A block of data
┌──

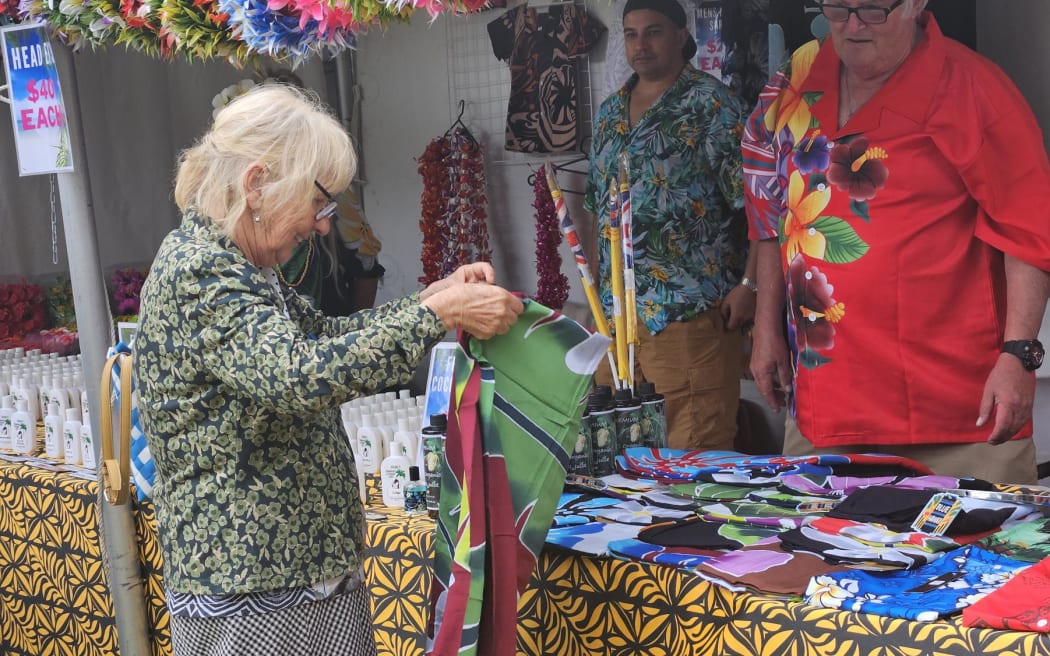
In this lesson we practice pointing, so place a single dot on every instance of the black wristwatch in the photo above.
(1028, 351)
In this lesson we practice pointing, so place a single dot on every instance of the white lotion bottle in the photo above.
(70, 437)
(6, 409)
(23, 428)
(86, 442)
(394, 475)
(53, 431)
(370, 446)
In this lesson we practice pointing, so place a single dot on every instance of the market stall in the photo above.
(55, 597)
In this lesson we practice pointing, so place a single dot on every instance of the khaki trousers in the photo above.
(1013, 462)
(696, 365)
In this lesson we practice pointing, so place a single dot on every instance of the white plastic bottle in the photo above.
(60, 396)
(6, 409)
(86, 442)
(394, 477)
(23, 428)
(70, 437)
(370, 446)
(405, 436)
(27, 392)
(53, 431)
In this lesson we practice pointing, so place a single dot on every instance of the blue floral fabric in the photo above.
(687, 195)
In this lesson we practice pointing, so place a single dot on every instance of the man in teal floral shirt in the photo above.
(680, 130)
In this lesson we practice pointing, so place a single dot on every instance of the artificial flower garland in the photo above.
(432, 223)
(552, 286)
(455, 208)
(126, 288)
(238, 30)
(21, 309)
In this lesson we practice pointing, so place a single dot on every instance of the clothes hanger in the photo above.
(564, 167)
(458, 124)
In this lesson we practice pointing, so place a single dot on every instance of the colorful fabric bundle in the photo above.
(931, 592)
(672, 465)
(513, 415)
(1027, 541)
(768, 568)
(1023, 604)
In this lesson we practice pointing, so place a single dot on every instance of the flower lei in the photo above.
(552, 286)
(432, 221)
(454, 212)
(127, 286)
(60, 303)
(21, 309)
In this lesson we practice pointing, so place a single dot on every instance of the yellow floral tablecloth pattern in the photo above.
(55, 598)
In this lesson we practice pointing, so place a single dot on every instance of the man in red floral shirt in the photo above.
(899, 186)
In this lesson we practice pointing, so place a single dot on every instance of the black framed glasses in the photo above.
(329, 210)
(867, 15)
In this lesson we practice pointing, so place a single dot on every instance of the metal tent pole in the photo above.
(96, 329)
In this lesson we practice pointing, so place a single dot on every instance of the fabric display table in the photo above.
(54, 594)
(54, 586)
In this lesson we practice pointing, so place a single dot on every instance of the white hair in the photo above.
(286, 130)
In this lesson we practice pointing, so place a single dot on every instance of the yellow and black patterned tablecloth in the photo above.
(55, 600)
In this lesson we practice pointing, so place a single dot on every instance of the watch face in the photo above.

└──
┌──

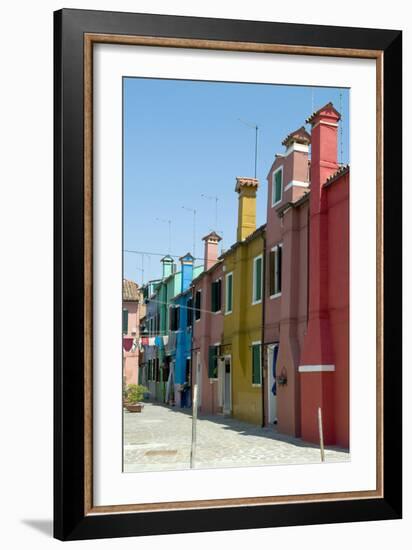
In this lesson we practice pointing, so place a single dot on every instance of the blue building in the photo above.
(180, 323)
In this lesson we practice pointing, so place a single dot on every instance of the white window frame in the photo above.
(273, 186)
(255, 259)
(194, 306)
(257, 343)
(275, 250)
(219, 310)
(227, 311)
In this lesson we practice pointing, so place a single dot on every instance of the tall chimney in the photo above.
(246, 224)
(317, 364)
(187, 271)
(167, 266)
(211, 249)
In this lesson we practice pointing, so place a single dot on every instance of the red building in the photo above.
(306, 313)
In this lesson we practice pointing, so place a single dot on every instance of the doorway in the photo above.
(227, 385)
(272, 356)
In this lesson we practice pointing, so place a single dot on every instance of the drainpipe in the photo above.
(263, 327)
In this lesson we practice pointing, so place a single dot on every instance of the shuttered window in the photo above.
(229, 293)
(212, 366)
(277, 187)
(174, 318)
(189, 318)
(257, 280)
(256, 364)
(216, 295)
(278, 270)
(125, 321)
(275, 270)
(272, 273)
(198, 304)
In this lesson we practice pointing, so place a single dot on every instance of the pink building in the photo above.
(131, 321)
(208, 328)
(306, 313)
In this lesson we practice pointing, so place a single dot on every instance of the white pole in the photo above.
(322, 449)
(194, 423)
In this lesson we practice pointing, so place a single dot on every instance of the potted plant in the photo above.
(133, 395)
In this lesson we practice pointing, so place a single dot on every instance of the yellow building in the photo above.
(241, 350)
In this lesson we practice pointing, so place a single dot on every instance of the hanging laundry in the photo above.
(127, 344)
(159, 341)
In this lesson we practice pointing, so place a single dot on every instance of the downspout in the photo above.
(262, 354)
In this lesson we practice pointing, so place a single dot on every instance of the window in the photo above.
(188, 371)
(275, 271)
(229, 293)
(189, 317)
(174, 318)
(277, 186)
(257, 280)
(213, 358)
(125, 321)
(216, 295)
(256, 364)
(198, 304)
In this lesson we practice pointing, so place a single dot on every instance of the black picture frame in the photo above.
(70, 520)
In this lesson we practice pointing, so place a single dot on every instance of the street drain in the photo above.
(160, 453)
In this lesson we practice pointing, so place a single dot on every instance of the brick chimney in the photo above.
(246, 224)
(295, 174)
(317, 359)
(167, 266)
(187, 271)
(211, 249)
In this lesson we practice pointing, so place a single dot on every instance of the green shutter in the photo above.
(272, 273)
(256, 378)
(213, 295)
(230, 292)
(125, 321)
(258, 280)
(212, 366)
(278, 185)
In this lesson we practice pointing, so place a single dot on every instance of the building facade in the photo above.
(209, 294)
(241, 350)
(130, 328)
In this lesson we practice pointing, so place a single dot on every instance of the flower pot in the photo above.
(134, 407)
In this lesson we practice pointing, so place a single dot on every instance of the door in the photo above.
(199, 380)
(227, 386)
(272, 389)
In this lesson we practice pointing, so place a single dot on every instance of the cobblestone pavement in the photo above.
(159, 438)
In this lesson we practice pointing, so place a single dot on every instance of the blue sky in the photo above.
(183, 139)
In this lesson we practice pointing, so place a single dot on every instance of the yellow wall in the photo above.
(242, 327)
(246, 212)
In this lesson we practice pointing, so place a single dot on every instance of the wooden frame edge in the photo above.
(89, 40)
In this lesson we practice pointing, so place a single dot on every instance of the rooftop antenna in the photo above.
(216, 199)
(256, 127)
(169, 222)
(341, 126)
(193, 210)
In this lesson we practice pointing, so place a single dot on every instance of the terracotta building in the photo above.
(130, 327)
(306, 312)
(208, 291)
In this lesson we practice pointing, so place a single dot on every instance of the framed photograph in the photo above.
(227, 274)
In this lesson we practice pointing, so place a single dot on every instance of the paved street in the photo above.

└──
┌──

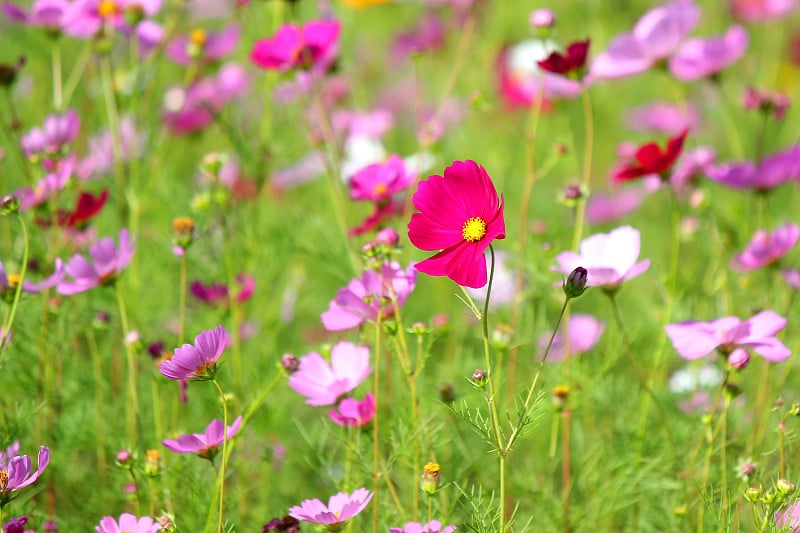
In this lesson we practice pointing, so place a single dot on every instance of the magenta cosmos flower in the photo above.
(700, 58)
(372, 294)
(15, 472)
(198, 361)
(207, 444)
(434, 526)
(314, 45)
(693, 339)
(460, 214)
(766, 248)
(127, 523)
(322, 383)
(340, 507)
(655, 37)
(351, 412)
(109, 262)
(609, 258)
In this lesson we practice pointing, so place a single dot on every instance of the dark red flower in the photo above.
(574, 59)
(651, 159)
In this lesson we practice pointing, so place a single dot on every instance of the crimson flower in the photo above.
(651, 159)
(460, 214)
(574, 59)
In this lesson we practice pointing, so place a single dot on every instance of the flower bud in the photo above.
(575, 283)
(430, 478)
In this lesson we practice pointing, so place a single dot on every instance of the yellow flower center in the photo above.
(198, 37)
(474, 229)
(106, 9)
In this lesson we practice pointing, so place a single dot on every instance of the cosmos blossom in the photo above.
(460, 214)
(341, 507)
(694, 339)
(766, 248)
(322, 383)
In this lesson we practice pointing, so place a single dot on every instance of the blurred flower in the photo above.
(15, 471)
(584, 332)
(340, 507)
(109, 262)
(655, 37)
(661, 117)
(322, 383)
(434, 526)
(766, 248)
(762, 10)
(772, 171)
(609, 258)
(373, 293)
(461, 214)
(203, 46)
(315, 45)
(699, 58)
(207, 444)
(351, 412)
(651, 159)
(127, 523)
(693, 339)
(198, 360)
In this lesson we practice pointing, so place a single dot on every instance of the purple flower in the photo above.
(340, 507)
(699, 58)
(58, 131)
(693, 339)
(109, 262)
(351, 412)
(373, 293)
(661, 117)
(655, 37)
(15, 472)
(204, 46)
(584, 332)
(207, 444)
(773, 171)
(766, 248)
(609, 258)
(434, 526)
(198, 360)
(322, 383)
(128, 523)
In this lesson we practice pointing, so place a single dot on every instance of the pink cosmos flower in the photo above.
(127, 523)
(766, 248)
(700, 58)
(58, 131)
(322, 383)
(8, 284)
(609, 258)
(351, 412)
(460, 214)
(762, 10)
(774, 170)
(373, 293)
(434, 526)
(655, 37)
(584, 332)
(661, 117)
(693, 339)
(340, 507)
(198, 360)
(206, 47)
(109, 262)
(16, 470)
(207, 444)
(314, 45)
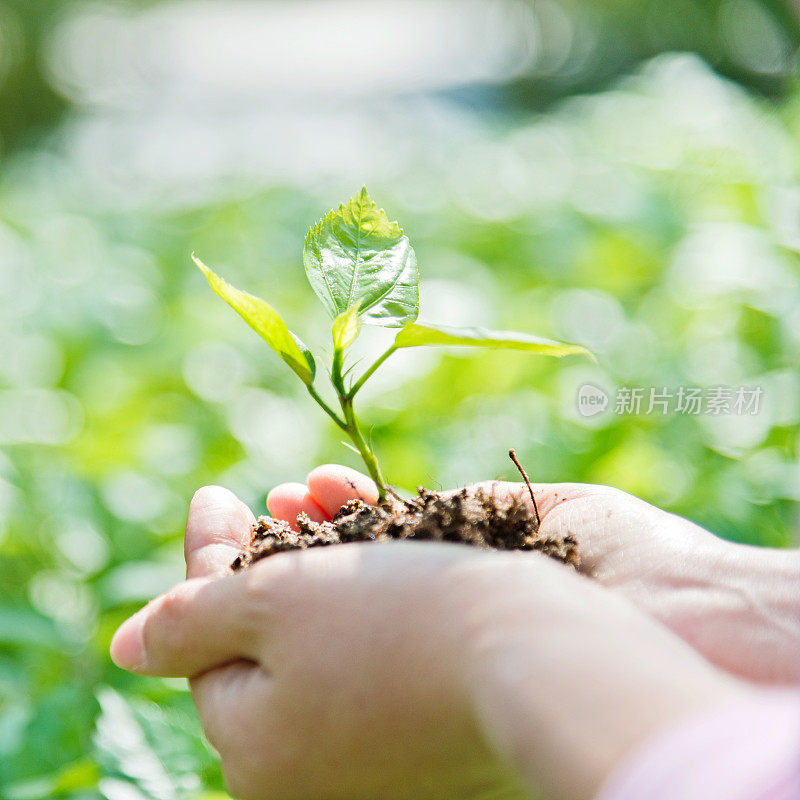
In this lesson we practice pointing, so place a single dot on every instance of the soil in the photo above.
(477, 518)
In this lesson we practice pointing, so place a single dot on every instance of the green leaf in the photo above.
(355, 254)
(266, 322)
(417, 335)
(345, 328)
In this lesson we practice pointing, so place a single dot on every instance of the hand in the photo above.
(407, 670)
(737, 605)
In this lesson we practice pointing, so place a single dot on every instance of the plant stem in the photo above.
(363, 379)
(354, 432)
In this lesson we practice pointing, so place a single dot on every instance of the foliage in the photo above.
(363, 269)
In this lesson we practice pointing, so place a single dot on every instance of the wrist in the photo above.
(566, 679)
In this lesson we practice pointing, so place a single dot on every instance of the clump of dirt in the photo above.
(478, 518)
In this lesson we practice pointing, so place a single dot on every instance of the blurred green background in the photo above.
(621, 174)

└──

» **The problem**: Shift every point above by 18: copy the rows starting at the line containing "wristwatch in the photo above." and ending at the line containing "(1023, 604)", with each request kept as it is and 18 added to both coordinates of every point. Leave out all other rows.

» **Exercise solution**:
In this lesson we practice pointing, so place a single dot on every instance of the black wristwatch in the photo above.
(1046, 369)
In this lesson we practice pointing, so place a single dot on every instance of the white lotion bottle in the photo above.
(88, 455)
(24, 427)
(41, 446)
(104, 460)
(412, 493)
(71, 449)
(388, 464)
In this lesson we practice pointing, so place a single dot on every instance of the market stall in the photo above.
(73, 615)
In this lesson we practice pointing, so place a single dot on every instance of the khaki trousers in the photo above.
(1031, 480)
(714, 383)
In this lesson we practice pointing, so place a single dot on every instance of the white plastic bottle in the photo above.
(78, 414)
(24, 427)
(104, 460)
(412, 495)
(41, 446)
(88, 455)
(388, 464)
(423, 454)
(45, 410)
(71, 449)
In this lesson we practice pointing, so place a single dot on every instance of the blue floral fabric in the photo above.
(705, 213)
In this lesson we practice pointing, so place a single dot on every instance of the man in teal floral shirt in the photo above.
(698, 148)
In this lesson we practice pointing, so place a single dot on every instance of the artificial flower garland in the photo above.
(450, 241)
(570, 304)
(473, 226)
(144, 306)
(256, 48)
(39, 327)
In this lesson we practice pointing, so place a single dot on every instance of the clothes hanger in the photo above.
(582, 185)
(476, 142)
In this lesson we practice pointing, so place a single dot on every instance of the colorful fabric bundle in the photo above.
(949, 610)
(690, 483)
(531, 433)
(1045, 559)
(786, 586)
(1041, 622)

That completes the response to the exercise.